● **Activity**: Return, without pictures, the lines from the start of the data through the one that contains "locate the headset.".

Information given: Begin

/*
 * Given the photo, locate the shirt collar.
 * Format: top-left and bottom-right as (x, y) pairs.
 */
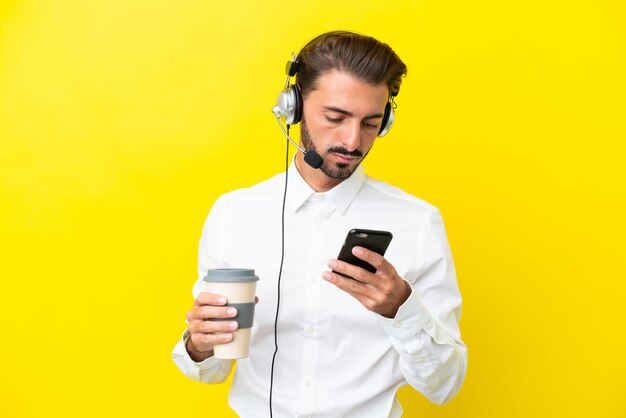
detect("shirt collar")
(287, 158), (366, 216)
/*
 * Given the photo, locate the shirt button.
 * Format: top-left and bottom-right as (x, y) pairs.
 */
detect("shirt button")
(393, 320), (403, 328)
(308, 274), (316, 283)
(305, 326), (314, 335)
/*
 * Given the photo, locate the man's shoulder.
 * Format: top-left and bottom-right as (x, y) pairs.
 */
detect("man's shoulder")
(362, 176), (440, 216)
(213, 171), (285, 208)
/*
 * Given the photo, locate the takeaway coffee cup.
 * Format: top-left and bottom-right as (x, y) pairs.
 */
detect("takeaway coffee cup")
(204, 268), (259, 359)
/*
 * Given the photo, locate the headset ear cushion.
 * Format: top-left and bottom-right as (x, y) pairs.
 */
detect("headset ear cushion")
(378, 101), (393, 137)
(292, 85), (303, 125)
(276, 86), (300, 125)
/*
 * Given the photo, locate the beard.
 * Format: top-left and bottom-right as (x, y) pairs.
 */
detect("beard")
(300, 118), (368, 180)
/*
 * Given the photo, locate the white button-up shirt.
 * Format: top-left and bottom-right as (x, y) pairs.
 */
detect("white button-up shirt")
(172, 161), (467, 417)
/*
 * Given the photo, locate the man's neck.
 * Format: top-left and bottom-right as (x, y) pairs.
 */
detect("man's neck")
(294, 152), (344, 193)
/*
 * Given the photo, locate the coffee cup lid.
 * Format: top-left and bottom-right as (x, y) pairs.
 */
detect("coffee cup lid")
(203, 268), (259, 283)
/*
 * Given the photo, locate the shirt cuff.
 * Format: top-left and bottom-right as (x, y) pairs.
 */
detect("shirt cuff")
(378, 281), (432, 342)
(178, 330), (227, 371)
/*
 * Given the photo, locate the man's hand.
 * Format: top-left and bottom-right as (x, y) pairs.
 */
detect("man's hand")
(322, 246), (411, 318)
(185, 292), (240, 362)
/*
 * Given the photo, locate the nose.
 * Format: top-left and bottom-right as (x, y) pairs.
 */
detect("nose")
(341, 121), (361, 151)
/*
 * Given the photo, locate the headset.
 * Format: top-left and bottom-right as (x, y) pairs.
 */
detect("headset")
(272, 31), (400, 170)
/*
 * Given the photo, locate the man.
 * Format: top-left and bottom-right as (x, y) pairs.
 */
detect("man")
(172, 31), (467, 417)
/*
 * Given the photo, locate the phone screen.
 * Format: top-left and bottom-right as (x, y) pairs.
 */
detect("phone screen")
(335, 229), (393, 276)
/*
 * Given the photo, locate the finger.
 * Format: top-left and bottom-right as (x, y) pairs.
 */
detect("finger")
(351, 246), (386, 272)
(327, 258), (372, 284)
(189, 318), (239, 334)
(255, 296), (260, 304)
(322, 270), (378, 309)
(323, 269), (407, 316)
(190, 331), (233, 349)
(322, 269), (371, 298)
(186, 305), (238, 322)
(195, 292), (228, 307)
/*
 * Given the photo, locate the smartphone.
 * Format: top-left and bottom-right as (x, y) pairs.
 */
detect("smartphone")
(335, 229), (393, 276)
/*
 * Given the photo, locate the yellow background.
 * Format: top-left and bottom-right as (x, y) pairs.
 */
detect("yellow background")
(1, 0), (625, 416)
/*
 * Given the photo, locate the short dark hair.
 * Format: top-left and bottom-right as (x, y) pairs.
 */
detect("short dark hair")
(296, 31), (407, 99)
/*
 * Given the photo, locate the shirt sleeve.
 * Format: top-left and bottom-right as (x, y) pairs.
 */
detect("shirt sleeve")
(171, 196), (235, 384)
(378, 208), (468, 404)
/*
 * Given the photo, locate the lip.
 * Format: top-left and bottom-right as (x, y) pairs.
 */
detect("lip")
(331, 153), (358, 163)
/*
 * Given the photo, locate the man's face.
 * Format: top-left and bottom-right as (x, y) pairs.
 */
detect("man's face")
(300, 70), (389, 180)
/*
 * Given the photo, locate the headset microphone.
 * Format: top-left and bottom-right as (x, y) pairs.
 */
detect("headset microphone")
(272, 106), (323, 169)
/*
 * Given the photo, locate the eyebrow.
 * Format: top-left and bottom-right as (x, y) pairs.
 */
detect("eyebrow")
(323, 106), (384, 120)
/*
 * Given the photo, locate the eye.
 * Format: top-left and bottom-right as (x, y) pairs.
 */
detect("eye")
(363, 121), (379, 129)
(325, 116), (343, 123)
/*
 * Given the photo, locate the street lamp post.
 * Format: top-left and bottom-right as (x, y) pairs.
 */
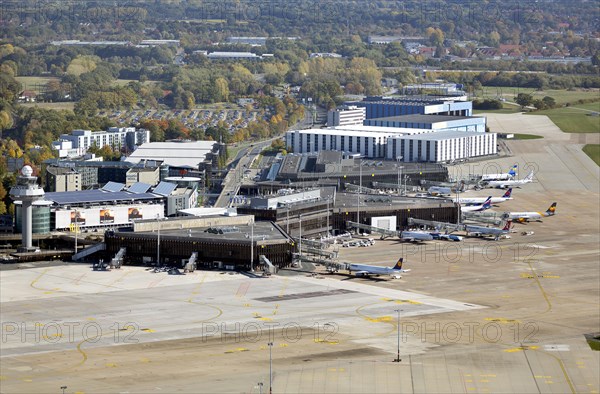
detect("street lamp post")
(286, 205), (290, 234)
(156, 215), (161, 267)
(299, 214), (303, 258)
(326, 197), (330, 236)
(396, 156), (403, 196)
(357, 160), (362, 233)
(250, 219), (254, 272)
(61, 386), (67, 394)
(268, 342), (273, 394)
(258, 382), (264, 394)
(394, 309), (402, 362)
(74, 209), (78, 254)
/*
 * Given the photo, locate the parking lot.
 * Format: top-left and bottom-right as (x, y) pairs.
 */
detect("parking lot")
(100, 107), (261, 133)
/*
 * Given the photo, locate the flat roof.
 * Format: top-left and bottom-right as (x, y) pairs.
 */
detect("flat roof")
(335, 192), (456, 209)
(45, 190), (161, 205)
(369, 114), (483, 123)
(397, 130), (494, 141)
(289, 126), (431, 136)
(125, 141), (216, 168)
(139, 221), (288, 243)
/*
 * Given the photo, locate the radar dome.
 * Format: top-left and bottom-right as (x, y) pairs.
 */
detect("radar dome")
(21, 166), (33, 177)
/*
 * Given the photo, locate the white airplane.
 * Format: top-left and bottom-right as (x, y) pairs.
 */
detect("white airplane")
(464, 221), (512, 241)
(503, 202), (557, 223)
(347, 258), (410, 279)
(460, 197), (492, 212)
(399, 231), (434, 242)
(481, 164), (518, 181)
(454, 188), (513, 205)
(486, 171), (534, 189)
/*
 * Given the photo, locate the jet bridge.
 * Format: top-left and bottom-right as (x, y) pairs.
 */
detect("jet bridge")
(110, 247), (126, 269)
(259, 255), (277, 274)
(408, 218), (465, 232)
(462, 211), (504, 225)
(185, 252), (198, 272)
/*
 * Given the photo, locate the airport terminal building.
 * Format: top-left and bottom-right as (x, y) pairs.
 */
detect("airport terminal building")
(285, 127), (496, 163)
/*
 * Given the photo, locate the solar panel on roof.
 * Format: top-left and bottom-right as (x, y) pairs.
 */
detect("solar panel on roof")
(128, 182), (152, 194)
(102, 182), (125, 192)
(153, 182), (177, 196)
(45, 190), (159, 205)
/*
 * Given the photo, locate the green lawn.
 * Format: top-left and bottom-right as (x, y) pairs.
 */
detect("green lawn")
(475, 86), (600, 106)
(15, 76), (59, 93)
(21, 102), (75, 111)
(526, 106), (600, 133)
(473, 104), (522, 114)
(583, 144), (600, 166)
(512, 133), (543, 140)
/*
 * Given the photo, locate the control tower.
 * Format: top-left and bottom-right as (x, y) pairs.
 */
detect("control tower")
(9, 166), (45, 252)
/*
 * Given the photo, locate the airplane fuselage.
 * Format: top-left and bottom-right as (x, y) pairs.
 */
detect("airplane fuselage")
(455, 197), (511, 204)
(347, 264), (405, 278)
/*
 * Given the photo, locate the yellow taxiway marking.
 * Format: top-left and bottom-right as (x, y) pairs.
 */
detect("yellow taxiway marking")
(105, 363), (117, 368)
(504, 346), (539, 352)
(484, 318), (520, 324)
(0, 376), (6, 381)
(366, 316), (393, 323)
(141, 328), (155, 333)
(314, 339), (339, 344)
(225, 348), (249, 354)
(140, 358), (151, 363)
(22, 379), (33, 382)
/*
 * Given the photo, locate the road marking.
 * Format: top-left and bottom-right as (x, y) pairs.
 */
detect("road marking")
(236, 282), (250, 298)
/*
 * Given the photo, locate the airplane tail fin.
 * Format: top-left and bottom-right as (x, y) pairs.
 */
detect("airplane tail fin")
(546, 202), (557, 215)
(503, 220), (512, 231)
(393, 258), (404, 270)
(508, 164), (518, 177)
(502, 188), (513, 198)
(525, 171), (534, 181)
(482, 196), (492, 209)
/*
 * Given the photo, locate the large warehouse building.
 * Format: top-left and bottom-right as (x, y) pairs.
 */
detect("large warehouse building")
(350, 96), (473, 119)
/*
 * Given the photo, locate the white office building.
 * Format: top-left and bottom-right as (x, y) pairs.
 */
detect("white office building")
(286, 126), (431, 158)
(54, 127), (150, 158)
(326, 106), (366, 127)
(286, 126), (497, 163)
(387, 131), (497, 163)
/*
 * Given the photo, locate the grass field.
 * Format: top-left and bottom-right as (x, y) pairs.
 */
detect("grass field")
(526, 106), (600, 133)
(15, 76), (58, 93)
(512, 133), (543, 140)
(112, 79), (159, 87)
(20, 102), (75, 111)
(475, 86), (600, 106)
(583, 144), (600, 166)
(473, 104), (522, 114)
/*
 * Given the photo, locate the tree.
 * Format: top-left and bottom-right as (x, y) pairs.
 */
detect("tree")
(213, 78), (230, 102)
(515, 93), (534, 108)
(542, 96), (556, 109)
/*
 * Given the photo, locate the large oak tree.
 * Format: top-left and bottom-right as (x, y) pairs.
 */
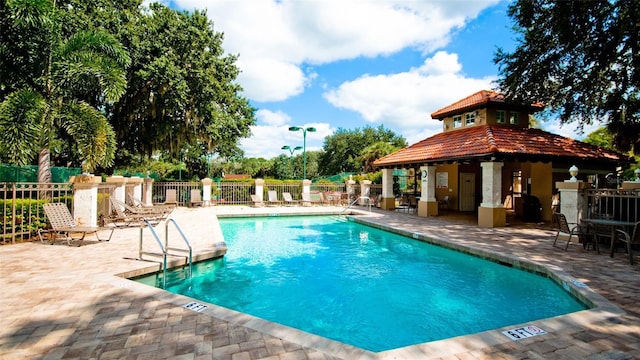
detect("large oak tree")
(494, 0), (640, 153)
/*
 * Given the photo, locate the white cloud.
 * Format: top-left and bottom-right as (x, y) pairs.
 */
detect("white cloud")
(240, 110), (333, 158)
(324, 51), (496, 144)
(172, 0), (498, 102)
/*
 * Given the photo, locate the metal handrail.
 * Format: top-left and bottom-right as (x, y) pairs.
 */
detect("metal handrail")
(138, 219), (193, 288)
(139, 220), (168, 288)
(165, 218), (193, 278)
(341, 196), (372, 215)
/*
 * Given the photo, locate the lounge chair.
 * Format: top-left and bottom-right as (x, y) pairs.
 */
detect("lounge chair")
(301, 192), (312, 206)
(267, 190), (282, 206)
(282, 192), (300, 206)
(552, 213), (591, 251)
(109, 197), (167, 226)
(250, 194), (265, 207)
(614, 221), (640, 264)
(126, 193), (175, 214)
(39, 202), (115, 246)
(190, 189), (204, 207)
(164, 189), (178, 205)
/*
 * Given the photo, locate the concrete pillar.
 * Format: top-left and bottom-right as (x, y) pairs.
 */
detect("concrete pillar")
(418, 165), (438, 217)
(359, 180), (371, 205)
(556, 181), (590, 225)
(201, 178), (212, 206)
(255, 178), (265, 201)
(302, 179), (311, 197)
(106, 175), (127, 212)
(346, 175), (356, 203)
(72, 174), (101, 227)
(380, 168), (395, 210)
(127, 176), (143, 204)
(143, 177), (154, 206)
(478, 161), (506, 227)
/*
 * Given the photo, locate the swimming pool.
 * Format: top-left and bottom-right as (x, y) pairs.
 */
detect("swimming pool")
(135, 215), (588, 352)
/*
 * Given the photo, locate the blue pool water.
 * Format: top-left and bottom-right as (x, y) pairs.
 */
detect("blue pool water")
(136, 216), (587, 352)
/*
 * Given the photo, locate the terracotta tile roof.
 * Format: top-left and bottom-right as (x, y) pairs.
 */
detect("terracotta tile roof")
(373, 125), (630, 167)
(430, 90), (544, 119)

Information given: End

● **Reply to the exercise**:
/*
 * Given the photo, locate the shirt collar.
 * Format: top-left and bottom-right as (x, y) pairs.
 */
detect("shirt collar")
(287, 158), (366, 216)
/*
 * Given the photo, locate the shirt button.
 * Format: top-left and bottom-right as (x, y) pairs.
 */
detect("shirt button")
(393, 320), (403, 328)
(308, 274), (316, 283)
(305, 326), (314, 335)
/*
 * Given the photo, locate the man's shoulder.
 * Format: top-left and bottom-right as (x, y) pairs.
 */
detect("man's shoulder")
(362, 176), (440, 216)
(213, 171), (285, 208)
/*
 * Given the photo, locate the takeaway coffee cup.
 * Format: top-left and bottom-right as (x, y) pairs.
 */
detect("takeaway coffee cup")
(204, 268), (259, 359)
/*
 * Given the photo, locate the headset ear cushion.
 * Format: top-left and bottom-right as (x, y) pairs.
 */
detect("headset ear cushion")
(378, 101), (393, 137)
(292, 85), (303, 125)
(276, 86), (300, 125)
/*
 * Given the photo, locate the beard.
 * Format: top-left and bottom-right as (x, y) pairs.
 */
detect("beard")
(300, 118), (368, 180)
/*
 * Given the photo, locate the white button-up shirt.
 * Format: top-left and bottom-right as (x, y) pairs.
 */
detect("white button-up shirt")
(172, 161), (467, 417)
/*
 * Given the photo, locate the man's neck.
 * Format: top-left and bottom-right as (x, y) pairs.
 */
detect("man's neck")
(294, 152), (344, 193)
/*
 * Given the photo, locate the coffee cup lid.
 * Format: top-left and bottom-right as (x, y) pairs.
 */
detect("coffee cup lid")
(203, 268), (259, 283)
/*
 * Given the photo, locate the shirt cuff.
 * Format: top-left and bottom-right as (x, y) pairs.
 */
detect("shirt cuff")
(378, 281), (432, 342)
(178, 330), (227, 371)
/*
 * Given the photo, locate the man's hand.
 * Format: top-left and bottom-right as (x, y) pairs.
 */
detect("man's hand")
(322, 246), (411, 318)
(185, 292), (240, 362)
/*
 * Given the photo, locate the nose.
 * Format: top-left and bottom-right as (x, y) pairs.
 */
detect("nose")
(341, 121), (361, 151)
/*
 * Given the photo, locate the headset.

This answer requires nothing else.